╔══
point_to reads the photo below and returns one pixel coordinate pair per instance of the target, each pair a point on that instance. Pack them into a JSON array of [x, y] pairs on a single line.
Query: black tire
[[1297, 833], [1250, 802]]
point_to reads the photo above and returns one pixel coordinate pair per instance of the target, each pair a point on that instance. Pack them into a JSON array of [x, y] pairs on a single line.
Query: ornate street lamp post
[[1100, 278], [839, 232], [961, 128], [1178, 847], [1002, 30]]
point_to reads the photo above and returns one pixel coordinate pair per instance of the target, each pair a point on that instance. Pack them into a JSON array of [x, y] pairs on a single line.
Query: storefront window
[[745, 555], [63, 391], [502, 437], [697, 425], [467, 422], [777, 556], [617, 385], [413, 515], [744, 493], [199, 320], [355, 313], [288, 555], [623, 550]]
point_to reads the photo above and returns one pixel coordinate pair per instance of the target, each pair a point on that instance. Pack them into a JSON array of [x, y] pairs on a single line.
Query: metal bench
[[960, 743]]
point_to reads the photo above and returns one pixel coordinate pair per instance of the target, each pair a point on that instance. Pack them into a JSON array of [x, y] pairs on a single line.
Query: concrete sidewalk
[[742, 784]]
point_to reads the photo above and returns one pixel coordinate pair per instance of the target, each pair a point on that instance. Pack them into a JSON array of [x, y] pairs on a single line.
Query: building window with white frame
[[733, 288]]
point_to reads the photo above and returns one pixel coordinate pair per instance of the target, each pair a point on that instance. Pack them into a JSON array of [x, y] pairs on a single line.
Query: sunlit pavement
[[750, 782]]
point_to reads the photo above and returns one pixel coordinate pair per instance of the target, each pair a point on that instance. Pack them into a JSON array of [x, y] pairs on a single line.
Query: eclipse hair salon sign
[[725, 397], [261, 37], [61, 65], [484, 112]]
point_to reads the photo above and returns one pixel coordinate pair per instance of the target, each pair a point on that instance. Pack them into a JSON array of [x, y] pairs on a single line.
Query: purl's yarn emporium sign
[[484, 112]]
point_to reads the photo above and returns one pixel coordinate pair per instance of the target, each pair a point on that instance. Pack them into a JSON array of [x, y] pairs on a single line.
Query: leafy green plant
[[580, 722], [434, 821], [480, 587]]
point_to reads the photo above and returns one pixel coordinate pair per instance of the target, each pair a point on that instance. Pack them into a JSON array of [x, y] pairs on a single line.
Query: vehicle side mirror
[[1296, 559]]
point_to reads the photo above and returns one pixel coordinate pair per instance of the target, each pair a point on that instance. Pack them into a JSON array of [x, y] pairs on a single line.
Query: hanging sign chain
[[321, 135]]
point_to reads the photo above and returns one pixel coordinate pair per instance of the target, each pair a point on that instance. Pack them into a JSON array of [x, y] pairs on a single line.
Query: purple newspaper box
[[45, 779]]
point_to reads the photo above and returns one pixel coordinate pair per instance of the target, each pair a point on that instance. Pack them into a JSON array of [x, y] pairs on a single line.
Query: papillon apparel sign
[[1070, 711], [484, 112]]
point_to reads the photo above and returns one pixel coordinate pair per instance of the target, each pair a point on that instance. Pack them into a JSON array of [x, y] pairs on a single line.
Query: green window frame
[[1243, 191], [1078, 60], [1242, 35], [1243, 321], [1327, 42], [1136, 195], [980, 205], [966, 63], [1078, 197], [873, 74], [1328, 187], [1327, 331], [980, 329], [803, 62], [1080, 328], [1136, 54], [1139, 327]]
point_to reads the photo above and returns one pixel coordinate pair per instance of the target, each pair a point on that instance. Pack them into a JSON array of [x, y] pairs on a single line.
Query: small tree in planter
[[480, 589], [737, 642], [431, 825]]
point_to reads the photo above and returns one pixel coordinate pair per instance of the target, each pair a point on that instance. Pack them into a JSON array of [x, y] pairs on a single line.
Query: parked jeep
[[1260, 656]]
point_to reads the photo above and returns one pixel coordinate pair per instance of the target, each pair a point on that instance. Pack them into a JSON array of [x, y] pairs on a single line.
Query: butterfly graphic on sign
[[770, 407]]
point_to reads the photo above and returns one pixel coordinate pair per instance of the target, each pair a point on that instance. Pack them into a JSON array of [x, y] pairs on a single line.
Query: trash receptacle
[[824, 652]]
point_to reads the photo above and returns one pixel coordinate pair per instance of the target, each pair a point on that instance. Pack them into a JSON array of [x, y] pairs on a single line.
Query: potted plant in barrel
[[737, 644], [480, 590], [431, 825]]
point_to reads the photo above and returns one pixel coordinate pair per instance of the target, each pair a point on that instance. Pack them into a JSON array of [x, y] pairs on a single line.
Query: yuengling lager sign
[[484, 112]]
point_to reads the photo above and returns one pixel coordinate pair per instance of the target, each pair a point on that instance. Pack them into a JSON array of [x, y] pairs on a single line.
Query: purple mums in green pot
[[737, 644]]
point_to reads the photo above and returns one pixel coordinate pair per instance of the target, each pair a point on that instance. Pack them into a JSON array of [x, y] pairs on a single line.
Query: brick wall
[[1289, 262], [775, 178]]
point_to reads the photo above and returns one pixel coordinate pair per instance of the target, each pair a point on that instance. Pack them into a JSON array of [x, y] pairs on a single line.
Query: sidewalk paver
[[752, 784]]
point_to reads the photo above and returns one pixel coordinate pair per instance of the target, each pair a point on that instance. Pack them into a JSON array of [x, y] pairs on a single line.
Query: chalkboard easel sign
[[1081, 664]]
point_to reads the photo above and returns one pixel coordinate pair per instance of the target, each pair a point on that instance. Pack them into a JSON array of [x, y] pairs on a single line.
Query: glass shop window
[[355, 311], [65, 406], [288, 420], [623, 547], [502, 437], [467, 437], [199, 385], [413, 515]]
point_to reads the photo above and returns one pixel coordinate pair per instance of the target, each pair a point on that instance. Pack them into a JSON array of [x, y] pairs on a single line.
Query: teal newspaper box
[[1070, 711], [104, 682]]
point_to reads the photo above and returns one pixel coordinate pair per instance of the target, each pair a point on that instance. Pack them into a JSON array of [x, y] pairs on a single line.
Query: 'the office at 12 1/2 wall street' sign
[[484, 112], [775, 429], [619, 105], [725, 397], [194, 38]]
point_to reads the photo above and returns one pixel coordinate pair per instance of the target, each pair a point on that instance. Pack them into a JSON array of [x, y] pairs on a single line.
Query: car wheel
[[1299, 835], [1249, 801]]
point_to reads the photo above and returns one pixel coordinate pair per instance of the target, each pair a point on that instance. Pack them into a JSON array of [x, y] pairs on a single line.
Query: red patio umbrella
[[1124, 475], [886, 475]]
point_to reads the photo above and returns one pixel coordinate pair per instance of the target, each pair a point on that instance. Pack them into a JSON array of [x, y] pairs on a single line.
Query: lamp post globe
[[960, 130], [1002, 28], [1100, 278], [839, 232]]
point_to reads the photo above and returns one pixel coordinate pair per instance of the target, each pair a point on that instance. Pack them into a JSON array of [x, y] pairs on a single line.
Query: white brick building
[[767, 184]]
╚══
_Your instructions_
Copy the listing exactly as it stands.

_Problem solution_
point_to reads the photo below and returns one pixel coordinate pair per instance of the target, each pair a point on that instance. Pack them into a JSON array of [x, y] pairs on a single line.
Query: black tire
[[1297, 833], [1250, 802]]
point_to reads the photo above and returns one pixel coordinate pair per instance of the target, each pair a point on that instance. Pack them into a JSON array of [x, y] pairs on a single line.
Query: ornate street lamp post
[[1100, 278], [839, 232], [961, 128], [1178, 847], [1002, 30]]
point_to reads the photo above and returns one pixel coordinate pair per instance of the target, each pair a point on that instance. Pack them into a JSON array of [x, y] pairs on a single line.
Query: storefront window
[[745, 555], [63, 391], [502, 437], [697, 425], [467, 422], [777, 556], [617, 385], [413, 515], [744, 493], [199, 320], [355, 313], [288, 555], [623, 550]]
point_to reads the photo above and returns one pixel coordinate pair per instance of the target, each pair a point on that instance. Pack them into a JSON array of [x, y] pairs on a single line.
Query: metal bench
[[960, 743]]
point_to reads the photo above and returns one pixel coordinate pair per instance of the target, each pair a point on that instance. Pack them into a JSON array of [x, y] pairs on a single line.
Query: concrete sidewalk
[[742, 784]]
point_to reads the photo above and returns one pixel coordinate pair per instance of the target, each pair a point on that instance. Pack them into a JSON array of [x, y] pairs on a single line.
Query: building window with white frame
[[733, 288]]
point_to reads the photo above and returns one pixel coordinate pair per instance of the target, each pair a point on that instance. Pack them into a JSON array of [x, y] pairs on a single line.
Query: sunlit pavement
[[750, 782]]
point_to reads the photo above and returns one pixel coordinate pair per instance of the target, each pair a point on that instance. Pack them into a JSON array of [x, y] pairs on a single line.
Query: eclipse hair salon sign
[[725, 397], [261, 37], [61, 65], [484, 112]]
point_to reads the photo above and returns one pixel coordinate pair per instance of the target, each pair a point on that instance. Pack them into a JSON array of [x, y] pairs on a single line.
Query: purl's yarn emporium sign
[[484, 112]]
point_to reads the photo above and returns one pixel coordinate pair per instance of the target, each pair a point on that instance. Pack them into a JSON array of [x, y] pairs on a single line.
Query: leafy green plant
[[580, 722], [434, 821], [480, 587]]
point_to reads the photo above and returns one pixel coordinate pair per instance of the target, each pair a point on that instance. Pack them into a JSON array of [x, y] pairs on a single line.
Query: vehicle side mirror
[[1296, 559]]
point_to reads the photo above and returns one pixel coordinate pair per instance of the target, each pair a point on that instance. Pack them into a JSON array of [x, y] pairs on a single line.
Query: hanging sign chain
[[321, 135]]
point_to reads the photo above and returns one pixel coordinate pair per instance of the target, each pair a point on that instance. Pack them into a JSON array of [x, y] pairs on a single line.
Query: purple newspaper box
[[45, 779]]
point_to reads the photo above and returns one pixel coordinate pair per instance of the target, each pair a point on that instance. Pack them into a JSON array of [x, y] pairs on a single line.
Query: papillon apparel sign
[[1070, 711], [484, 112]]
point_to reads the photo above and returns one pixel coordinate pair per instance of the target, each pair a point on that instance. Pack them into a JSON array of [x, y] pairs on a single line.
Query: green window frame
[[1243, 191], [1078, 60], [1242, 35], [1243, 321], [1327, 42], [1136, 195], [980, 205], [966, 63], [1078, 197], [873, 74], [1328, 187], [1327, 331], [980, 329], [803, 62], [1080, 328], [1136, 54], [1139, 327]]
point_to reads the photo above and returns one pixel coordinate pair per instance of the target, each pair a point on that instance. Pack them into a JSON array of [x, y] pairs on a single line.
Query: small tree in planter
[[480, 589], [737, 642], [431, 825]]
point_to reads the photo above and returns one pixel coordinate pair per instance of the target, each pair a point on that instance. Pack them into a JSON array of [x, y] pairs on a single line.
Query: parked jeep
[[1260, 656]]
point_to reads the photo above and returns one pixel coordinate pair per instance of the target, each pair a point on that instance. Pack them into a JSON array of [x, y] pairs on a single line.
Query: butterfly graphic on sign
[[770, 407]]
point_to reads the photo above and returns one pixel coordinate pair per instance of the target, each pair a point on that instance. Pack them into a JSON array of [x, y] pairs on a single line.
Query: trash receptacle
[[824, 652]]
point_to reads the photo above and returns one pixel coordinate pair per instance of the target, each pair a point on that instance. Pack them into a JSON array of [x, y] pairs on a single line.
Query: potted plant in barrel
[[737, 644], [480, 590], [431, 825]]
point_to reads the photo above and returns one pixel coordinate pair per instance of the target, each pair a point on that instance. Pack them into a JSON array of [x, y] pairs on a single line.
Query: yuengling lager sign
[[484, 112]]
point_to reads the photo above and returns one pixel coordinate pair per instance of the target, each pair a point on that instance. Pack them into a JSON array of [x, y] pairs on a single line.
Query: purple mums in green pot
[[737, 644]]
point_to reads the photo above and returns one pixel coordinate pair per instance of the target, each pair a point on that instance. Pack them into a JSON array of [x, y] pairs on a single line.
Query: brick wall
[[1289, 262], [775, 178]]
point_to reads the photo above and returns one pixel coordinate pair per instance of the target, each pair a point on that instance. Pack them into a JSON array of [x, y] pairs on a single line.
Query: sidewalk paver
[[752, 784]]
point_to reads the photo above and returns one pixel coordinate pair per instance of the target, each pair a point on that instance. Pack them into a JSON array of [x, y] pairs on a single line.
Query: chalkboard easel sign
[[1081, 664]]
point_to reads the photo above and returns one pixel coordinate pair per instance of the target, each pair a point on that instance. Pack them into a JSON array of [x, y] pairs on a single line.
Query: glass shop window
[[355, 311], [65, 406], [288, 420], [623, 547], [502, 437], [467, 437], [199, 385], [413, 515]]
point_to reads the photo above and returns one pixel coordinate pair per instance of the target, each pair a point on that instance. Pack them into a JSON array of [x, y] pairs on a single line.
Query: teal newspaper box
[[1070, 711], [104, 682]]
point_to reads the photo above and returns one pixel coordinate pair per instance of the target, each pair a point on that instance. Pack them into a JSON array of [x, y] pairs on a single line.
Query: 'the office at 12 1/2 wall street' sign
[[484, 112], [775, 429], [619, 105], [725, 397], [194, 38]]
point_to reads the photo above and returns one pixel coordinate pair per instance of the target, each pair a point on that instance. Pack them into a JSON array of [x, y] pairs on a single line.
Query: car wheel
[[1299, 835], [1249, 801]]
point_to reads the photo above and returns one pixel coordinate pair per instance of the target, each pair a point on that instance. Pack them into a JSON array of [x, y] pairs on a single line.
Query: red patio umbrella
[[1124, 475], [886, 475]]
point_to reads the photo above and returns one pixel coordinate pair per instance of the target, each pair a point on that instance. Pack them into a JSON array of [x, y] pairs on a single line.
Query: lamp post globe
[[960, 130], [1002, 28], [1100, 278], [839, 232]]
point_to reads the photo above and returns one pixel coordinate pair per instance of the target, each pair a point on that instance. Pack them into a JSON array of [x, y] pairs on a single line.
Query: white brick building
[[767, 184]]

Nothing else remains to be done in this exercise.